**TO BE DONE**
Answer these questions about the text on customer experience design:
(a) What percentage of marketers, according to the Gartner study, expect to compete mostly or entirely based on customer experience?
(b) In the construction world, what two things do architects do?
(c) In the Service Blueprint Design stage, whom do you work with to build service blueprints?

**TEXT PROVIDED**
** begin **
Figure 1: Examples of Flank Loyd Wright Architecture

According to a recent Gartner study, 81% of marketers expect to compete mostly (or entirely) based on customer experience. Yet, your organization will not have a sound marketing strategy unless it ensures the customer experience design is personalized, implemented accordingly, and can show return on investment. Service Design Thinking – the codified approach to your customer experience strategy – works wonders at actually achieving a fully-formed design. What’s missing, however, is an end-to-end process that captures all the necessary steps towards implementing an effective customer experience. Accelare’s Purpose Driven Customer Experience (PDCX) uses a process involving specific stages, steps, and artifacts, similar to the architectural design process to combine the concepts of Service Design Thinking, behavioral economics, and Accelare’s Strategy to Execution methodology.

How to Put an Architect’s Twist on the Customer Experience Design Process

In the construction world, architects oversee how the structure is designed and ensure the design is met. The architect’s role is broken down into a multi-step process called the Architectural Design Process. Essentially, the architect will start by laying out the general idea of what the homeowner wants, followed up by more detailed designs of the home, and later ensures the construction of the house meets the intended design.

An Architect’s Take on Customer Experience Design

Figure 2: The Three States of Customer Experience Design

To become the Frank Lloyd Wright of CX design in your organization, you will follow a comparable method, using a multi-stepped process broken down into 3 key stages:

  1. Customer Journey Mapping

    In the Customer Journey Mapping stage, you will work with the business owner
    to outline what they want the service to do. To do this effectively, you will need to outline:

    – Who you are targeting
    – What are the actions you want them to take
    – How you are going to get them to conduct each action

    Start the customer journey mapping by working with the business owner to gather a complete list of the features needed as part of the service offering.This will help establish the vision for the service. Next, create detailed customer personas capturing the psychographic traits of how your customers think, what motivates them, and what their values and attitudes are. Using a customer journey map, define key customer experience touch points or high-level phases of your interaction with the customers. While thinking about how to guide your customer to overcome cognitive biases, define the desired actions you want them to take at each touchpoint.
  2. Service Blueprint Design

    In the Service Blueprint Design stage you will develop a detailed flow diagram representative of the service provided. Much like an architect would work with engineers and experts of different disciplines like plumbers or electricians to develop their own layered set of blueprints, so should you. Start by using the customer personas to document what the customer is thinking, feeling, doing, and saying for each of the desired customer actions. Now you can work with subject matter experts (SMEs) across your organization to build service blueprints that reflect external and internal actions as your company works together to fulfill a service offering.
** end **
**STORED DATA**
** begin **
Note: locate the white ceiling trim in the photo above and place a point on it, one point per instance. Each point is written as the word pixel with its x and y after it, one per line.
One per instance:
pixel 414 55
** end **
**WRITTEN SOLUTION**
(a) 81%
(b) They oversee how the structure is designed and ensure the design is met.
(c) Subject matter experts (SMEs) across your organization